# Task goal:
Copy all of the records below word for word.

Point-based annotation data:
— Begin —

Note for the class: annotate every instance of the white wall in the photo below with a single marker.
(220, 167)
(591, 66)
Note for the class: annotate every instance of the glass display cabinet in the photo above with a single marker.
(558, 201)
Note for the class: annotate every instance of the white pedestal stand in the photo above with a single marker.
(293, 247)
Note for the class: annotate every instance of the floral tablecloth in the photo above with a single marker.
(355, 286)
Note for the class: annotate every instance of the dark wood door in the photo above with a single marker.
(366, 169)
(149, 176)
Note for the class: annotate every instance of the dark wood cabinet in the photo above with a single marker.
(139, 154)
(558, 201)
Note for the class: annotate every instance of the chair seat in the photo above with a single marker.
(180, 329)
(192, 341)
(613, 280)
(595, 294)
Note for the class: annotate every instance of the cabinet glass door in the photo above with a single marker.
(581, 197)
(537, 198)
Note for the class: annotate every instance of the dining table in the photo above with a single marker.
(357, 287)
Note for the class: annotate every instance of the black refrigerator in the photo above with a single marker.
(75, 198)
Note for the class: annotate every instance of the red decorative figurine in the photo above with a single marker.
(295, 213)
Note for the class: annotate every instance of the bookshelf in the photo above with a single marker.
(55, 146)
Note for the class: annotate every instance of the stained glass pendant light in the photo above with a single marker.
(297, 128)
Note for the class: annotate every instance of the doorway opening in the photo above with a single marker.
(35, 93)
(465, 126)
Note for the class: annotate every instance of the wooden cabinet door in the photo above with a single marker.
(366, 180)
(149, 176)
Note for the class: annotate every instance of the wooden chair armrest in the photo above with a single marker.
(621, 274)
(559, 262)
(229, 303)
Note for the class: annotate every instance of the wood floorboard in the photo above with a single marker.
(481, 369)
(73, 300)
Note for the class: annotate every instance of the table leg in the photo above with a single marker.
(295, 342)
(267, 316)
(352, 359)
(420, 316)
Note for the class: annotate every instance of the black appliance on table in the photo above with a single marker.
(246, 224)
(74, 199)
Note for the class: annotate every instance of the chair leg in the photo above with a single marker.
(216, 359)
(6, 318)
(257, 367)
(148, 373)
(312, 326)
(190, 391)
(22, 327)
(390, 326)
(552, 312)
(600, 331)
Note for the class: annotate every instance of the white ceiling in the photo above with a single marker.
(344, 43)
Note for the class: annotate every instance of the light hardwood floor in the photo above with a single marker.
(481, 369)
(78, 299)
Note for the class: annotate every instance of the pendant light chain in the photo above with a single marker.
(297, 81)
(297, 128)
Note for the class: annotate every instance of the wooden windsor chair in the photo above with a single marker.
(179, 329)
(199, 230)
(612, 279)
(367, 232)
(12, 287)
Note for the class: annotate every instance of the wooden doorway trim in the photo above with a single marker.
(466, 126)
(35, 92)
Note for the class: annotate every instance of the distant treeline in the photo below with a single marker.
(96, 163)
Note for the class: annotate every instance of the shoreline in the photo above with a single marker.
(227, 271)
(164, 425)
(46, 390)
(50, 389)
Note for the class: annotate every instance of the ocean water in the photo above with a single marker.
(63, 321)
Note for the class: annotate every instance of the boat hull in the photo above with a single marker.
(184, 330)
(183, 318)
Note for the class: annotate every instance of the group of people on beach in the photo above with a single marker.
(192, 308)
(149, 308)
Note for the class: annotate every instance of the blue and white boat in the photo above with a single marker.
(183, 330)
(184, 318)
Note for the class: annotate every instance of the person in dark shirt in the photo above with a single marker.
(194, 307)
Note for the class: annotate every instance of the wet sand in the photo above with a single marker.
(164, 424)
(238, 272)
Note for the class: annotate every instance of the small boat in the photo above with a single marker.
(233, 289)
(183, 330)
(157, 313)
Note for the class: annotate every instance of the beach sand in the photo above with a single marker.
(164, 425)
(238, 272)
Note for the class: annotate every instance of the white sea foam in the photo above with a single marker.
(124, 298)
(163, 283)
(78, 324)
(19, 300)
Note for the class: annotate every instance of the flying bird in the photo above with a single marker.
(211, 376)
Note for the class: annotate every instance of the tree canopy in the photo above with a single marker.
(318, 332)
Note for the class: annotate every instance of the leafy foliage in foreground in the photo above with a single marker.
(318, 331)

— End —

# Written solution:
Note for the class: annotate every instance of the white wall in the photo below with a single marker.
(220, 167)
(591, 66)
Note for the class: annotate every instance of the glass display cabinet in the photo above with a single marker.
(558, 201)
Note for the class: annotate every instance of the white pedestal stand in the photo above with a single marker.
(293, 247)
Note for the class: annotate every instance of the floral tablecloth in the photo above with a single marker.
(355, 286)
Note for the class: annotate every instance of the dark wood door in the photo above with a single marker.
(366, 169)
(149, 176)
Note for the class: annotate every instance of the dark wood cabinet in the photo above with a single marker.
(139, 154)
(558, 201)
Note for the class: annotate every instance of the chair seat in the photo above with a single marker.
(180, 329)
(192, 341)
(613, 280)
(595, 294)
Note for the class: annotate every instance of the cabinet glass door in the photo above with a single marker.
(581, 197)
(537, 198)
Note for the class: annotate every instance of the dining table in the photo above with a single marker.
(357, 287)
Note for the class: annotate every instance of the black refrigerator in the photo above with a single marker.
(75, 198)
Note for the class: annotate every instance of the red decorative figurine in the photo above with a single marker.
(295, 213)
Note for the class: annotate every instance of the bookshelf in the photo above with a single marker.
(55, 146)
Note for the class: annotate every instance of the stained glass pendant light in the photo above with a single marker.
(297, 128)
Note for the class: annotate every instance of the doorway opening in the photo above with a single marker.
(35, 93)
(465, 126)
Note for the class: annotate every instance of the wooden cabinet door in the photo above with a single marker.
(366, 180)
(149, 176)
Note for the class: annotate every instance of the wooden chair armrest in the photo above with a single marker.
(621, 274)
(559, 262)
(229, 303)
Note for the class: annotate every instance of the wood floorboard in the photo above with a single marker.
(481, 369)
(73, 300)
Note for the class: annotate every instance of the table leg in the photo above with a single marker.
(295, 342)
(267, 316)
(352, 359)
(420, 316)
Note for the class: annotate every instance of the black appliance on table in the photo above with a single marker.
(246, 224)
(74, 199)
Note for the class: annotate every instance of the chair leg in the photo above with a single marker.
(216, 359)
(6, 318)
(257, 367)
(148, 373)
(312, 326)
(190, 391)
(22, 327)
(390, 326)
(552, 312)
(600, 331)
Note for the class: annotate every instance of the white ceiling in the photo above with a single marker.
(344, 43)
Note for the class: annotate every instance of the light hardwood floor in the photo above with a single marker.
(481, 369)
(78, 299)
Note for the class: annotate every instance of the pendant light chain in the photo above with a single marker.
(297, 81)
(297, 128)
Note for the class: annotate every instance of the wooden windsor chair in the photo above with a single marker.
(179, 329)
(199, 230)
(612, 279)
(367, 232)
(12, 287)
Note for the class: annotate every instance of the wooden doorway trim in the photo above with a single marker.
(466, 126)
(35, 92)
Note for the class: annotate every instance of the distant treeline in the photo below with a single marker.
(96, 163)
Note for the class: annotate every instance of the shoreline in the photo above with a single marker.
(227, 271)
(164, 425)
(46, 390)
(50, 389)
Note for the class: annotate every instance of the ocean water in the photo above with a single marker.
(63, 321)
Note for the class: annotate every instance of the boat hull in the photo above with a single marker.
(184, 330)
(183, 318)
Note for the class: annotate every instance of the group of people on beach in the photo above with a single marker.
(192, 308)
(149, 308)
Note for the class: annotate every instance of the blue and white boat in the photo above with a single marker.
(183, 330)
(184, 318)
Note for the class: annotate every instance of the person in dark shirt in the photo above with a single marker.
(194, 307)
Note for the class: annotate every instance of the wet sand in the photo above with a single marker.
(164, 424)
(238, 272)
Note for the class: annotate every instance of the small boat in the photo above with a single marker.
(233, 289)
(183, 330)
(157, 313)
Note for the class: annotate every instance of the beach sand in the photo above with a single marker.
(164, 425)
(238, 272)
Note for the class: annotate every instance of the white sea foam in the photo above with a single marker.
(124, 298)
(163, 283)
(78, 324)
(19, 300)
Note for the class: annotate every instance of the flying bird in the photo above with a single marker.
(211, 376)
Note for the class: annotate every instance of the tree canopy in the photo above with a single marker.
(318, 332)
Note for the class: annotate every instance of the leafy foliage in foreground in the photo above with a single marker.
(318, 331)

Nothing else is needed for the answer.